Source extract:

● ● ● ● ● ● ●

Originally only States had the sovereign power to charter a bank and issue its own currency.  At the time, the highly successful Bank of Philadelphia used paper money to introduce certificates of indebtedness that could be cashed at any time in exchange for goods or services. Backed by actual funds to meet its capital requirements, the Philadelphia Bank did not sit on its resources and freely circulated money throughout the economy.  

In 1788 with ratification of the Constitution, Congress gave itself the power to ”coin and regulate the value of money” only to formally surrendered that authority upon establishment of the Federal Reserve Bank in 1913.    
An opponent of a centralized private bank, President Andrew Jackson issued an Executive Order transferring Federal government funds to State banks and became the only President to ever totally pay off the national debt.

Even after adopting the country’s first income tax in 1861 to finance the Civil War, the U.S. Treasury was near empty as the Lincoln Administration was faced with borrowing at exorbitant interest rates to fund the war effort.  The Congress of 1862 agreed to issue $150 million of debt-free green Treasury notes as legal tender that became known as Greenbacks.  With tax receipts insufficient to finance the war, the Greenbacks were a temporary war measure premised on a debt-free paper money system.  The bankers unsuccessfully lobbied to be designated as depositories of public funds in anticipation of high interest payments at  government expense.  The first real paper money issued by the U.S. government, Greenbacks proved surprisingly stable with $450 million in circulation immediately after the war. Soon after bankers pressured Congress to withdraw the currency from circulation, the Panic of 1873 occurred.     

Not unlike the Robber Baron breed of conscience-free business practices, today’s more emboldened banksters play the White House and Congress like a fiddle.  With a presumption of privilege and entitlement, voracious moneylenders have provided no material benefit to the lives of average Americans.  The Wall Street banks and financial industry are the major instigators for the economic turmoil that brought the country to bankruptcy that continues to plague the national economy including devastating losses to public pensions in many States.          

While huge, insurmountable systemic problems exist, there is light on the horizon.  In its early days as a Territory, North Dakota’s corrupt political system was dominated by out-of-state cartels with the railroads owning State land and paying no taxes for the privilege. With its farmers in revolt during the Progressive Era, the Non-Partisan League formed to take back control of the State’s economy from an entrenched corporate opponent with creation of the State Bank of North Dakota in 1919.

As a publicly-owned entity, the BND’s mission was to “encourage and promote agriculture, commerce and industry” and insure a dependable supply of affordable credit for its citizens.  Currently the only publicly-owned State Bank in the country, the BND has experienced its share of political challenges with smear campaigns, recall elections, being temporarily derailed from its mission and fiscal ups and downs. Ninety two years later, the BND remains a solvent, reliable institution with a current $700 million surplus.

● ● ● ● ● ● ●

Required task A:
In the data entries, edit the lines from the one containing "the finger on this photo." up to and including the one containing "<point>397,124</point>" so that "keypoint" becomes "marker", with nothing else changed. Return only those lines.

Data entries:

● ● ● ● ● ● ●

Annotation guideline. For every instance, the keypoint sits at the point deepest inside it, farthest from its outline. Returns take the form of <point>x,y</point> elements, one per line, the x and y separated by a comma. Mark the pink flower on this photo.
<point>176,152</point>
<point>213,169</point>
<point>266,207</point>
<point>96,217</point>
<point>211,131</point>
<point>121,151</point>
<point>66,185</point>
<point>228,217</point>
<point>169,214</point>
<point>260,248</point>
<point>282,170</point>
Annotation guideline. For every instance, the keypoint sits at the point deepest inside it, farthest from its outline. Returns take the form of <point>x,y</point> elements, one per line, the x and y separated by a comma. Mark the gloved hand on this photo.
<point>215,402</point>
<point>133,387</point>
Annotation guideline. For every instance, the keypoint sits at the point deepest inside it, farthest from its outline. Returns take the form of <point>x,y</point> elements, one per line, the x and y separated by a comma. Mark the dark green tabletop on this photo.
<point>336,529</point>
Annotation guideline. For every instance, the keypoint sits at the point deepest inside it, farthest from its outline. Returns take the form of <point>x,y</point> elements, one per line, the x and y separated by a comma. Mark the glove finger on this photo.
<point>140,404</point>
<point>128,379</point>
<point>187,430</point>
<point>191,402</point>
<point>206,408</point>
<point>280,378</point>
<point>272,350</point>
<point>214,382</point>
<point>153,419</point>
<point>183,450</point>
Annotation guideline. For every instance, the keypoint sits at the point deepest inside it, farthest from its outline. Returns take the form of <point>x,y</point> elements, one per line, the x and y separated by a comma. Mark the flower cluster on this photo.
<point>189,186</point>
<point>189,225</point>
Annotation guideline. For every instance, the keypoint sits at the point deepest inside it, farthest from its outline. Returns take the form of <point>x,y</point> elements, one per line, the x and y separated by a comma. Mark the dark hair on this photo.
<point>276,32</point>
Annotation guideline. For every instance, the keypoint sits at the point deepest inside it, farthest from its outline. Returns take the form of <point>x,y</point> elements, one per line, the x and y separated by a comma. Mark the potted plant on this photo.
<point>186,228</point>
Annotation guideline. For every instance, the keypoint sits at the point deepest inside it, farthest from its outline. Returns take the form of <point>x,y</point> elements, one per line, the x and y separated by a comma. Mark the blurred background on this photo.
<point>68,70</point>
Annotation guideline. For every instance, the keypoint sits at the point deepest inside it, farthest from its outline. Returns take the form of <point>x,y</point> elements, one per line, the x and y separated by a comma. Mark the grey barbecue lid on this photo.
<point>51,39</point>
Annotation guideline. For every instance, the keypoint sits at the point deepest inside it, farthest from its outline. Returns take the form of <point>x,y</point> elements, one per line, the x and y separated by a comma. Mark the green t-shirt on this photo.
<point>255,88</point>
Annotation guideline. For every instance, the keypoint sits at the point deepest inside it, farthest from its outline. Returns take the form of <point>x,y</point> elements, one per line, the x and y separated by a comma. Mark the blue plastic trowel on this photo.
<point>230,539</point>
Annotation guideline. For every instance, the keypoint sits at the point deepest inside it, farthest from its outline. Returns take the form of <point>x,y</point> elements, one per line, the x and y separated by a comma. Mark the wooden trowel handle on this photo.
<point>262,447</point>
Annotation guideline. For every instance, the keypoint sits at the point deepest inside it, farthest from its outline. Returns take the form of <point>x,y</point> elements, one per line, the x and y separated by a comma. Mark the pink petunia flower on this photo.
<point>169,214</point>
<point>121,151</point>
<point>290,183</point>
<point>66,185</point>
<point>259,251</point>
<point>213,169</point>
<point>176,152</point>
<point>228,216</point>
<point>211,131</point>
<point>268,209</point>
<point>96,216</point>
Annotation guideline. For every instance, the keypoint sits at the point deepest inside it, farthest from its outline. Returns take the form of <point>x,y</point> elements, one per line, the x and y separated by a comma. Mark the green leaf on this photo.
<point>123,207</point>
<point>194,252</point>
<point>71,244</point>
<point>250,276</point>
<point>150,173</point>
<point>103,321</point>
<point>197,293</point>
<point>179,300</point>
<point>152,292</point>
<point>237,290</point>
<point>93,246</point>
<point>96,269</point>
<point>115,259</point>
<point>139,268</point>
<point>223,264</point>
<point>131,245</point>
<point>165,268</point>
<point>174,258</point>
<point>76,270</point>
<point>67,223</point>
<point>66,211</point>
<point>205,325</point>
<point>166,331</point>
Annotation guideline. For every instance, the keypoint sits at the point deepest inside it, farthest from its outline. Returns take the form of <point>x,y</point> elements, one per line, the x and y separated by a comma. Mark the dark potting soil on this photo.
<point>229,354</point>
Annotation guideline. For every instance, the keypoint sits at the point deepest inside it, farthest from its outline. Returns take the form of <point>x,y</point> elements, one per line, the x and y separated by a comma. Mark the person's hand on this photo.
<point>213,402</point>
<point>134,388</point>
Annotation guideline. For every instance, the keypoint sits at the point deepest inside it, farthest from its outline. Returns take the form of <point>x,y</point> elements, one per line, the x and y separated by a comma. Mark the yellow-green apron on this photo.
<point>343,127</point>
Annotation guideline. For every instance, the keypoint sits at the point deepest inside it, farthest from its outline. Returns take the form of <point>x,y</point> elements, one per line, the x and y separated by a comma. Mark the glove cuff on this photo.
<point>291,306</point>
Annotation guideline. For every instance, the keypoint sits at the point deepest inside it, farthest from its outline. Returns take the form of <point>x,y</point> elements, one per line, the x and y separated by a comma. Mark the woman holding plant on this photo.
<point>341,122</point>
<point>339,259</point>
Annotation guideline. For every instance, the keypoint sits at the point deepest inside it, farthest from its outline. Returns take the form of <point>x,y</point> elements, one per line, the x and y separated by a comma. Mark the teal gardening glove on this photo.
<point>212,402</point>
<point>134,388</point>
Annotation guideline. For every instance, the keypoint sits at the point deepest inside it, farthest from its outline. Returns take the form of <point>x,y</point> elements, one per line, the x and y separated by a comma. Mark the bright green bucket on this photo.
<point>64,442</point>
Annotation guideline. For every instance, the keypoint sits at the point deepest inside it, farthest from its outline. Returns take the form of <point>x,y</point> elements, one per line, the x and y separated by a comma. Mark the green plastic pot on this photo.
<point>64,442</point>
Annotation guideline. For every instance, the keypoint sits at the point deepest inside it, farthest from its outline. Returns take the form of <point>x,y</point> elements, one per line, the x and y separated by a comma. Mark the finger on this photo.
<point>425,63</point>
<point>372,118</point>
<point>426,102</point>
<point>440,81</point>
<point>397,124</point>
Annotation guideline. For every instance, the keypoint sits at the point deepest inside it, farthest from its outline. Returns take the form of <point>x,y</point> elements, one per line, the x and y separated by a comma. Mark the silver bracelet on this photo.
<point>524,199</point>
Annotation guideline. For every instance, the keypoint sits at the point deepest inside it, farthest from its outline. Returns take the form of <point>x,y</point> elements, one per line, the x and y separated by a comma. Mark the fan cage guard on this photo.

● ● ● ● ● ● ●

Required task B:
Proceed with the piece on American banking history and the State Bank of North Dakota, starting right after its final sentence.

Task answer A:
Annotation guideline. For every instance, the marker sits at the point deepest inside it, farthest from its outline. Returns take the form of <point>x,y</point> elements, one per line, the x and y separated by a comma. Mark the finger on this photo.
<point>425,63</point>
<point>372,118</point>
<point>426,102</point>
<point>440,81</point>
<point>397,124</point>

Task answer B:
While the sole purpose of privately-owned Wall Street banks is to lend money at interest rates that will rake in the greatest profits in the shortest amount of time, the BND is responsible to one shareholder - the People of North Dakota.  Its profits are deposited into the State’s general fund and, unlike most other States, are available to reinvest in essential services and long term infrastructure improvements as they maintain the State’s fiscal health and save millions of taxpayer dollars.  Capitalized by State assets including municipal investments which have remained solvent during the current national crisis, the State of North Dakota has had no need for tax increases or cuts to vital public services during the country’s enduring economic downturn. .  

Since 1945, more than $555 billion has been transferred to the State’s treasury with $350 million returned to State coffers in the last fifteen years.  In 2010, as the Nation remained in the grip of a foreclosure and unemployment emergency, the State Bank of North Dakota recorded a $62 million profit.   Having resisted the lure of unrealistic sub prime mortgages or an exotic derivative market, North Dakota currently has the lowest foreclosure and unemployment (3.9% in 2010) rates in the country.

Here’s where the merit of a publicly owned bank can have a direct influence on any State’s current fiscal woes.  As most States currently invest millions of tax revenue dollars with out-of-state conglomerate international Wall Street banks, the BND keeps their revenues in-house as pure profit, depositing those funds directly into the State’s General Fund.  In addition, when States borrow from those same Wall Street banks, there is no quid pro quo as the States pay considerable interest for the privilege of doing business.  As a publicly-owned bank that works in collaboration with local commercial banks, North Dakota recycles those funds back into State community projects, economic development and start-up loans for small business. With a population of 647,000 and $2.7 billion in deposits which translates into $4,000 per resident, North Dakota’s economy remains a model of fiscal responsibility with no crippling budget deficit as home values have increased 14% since 2005.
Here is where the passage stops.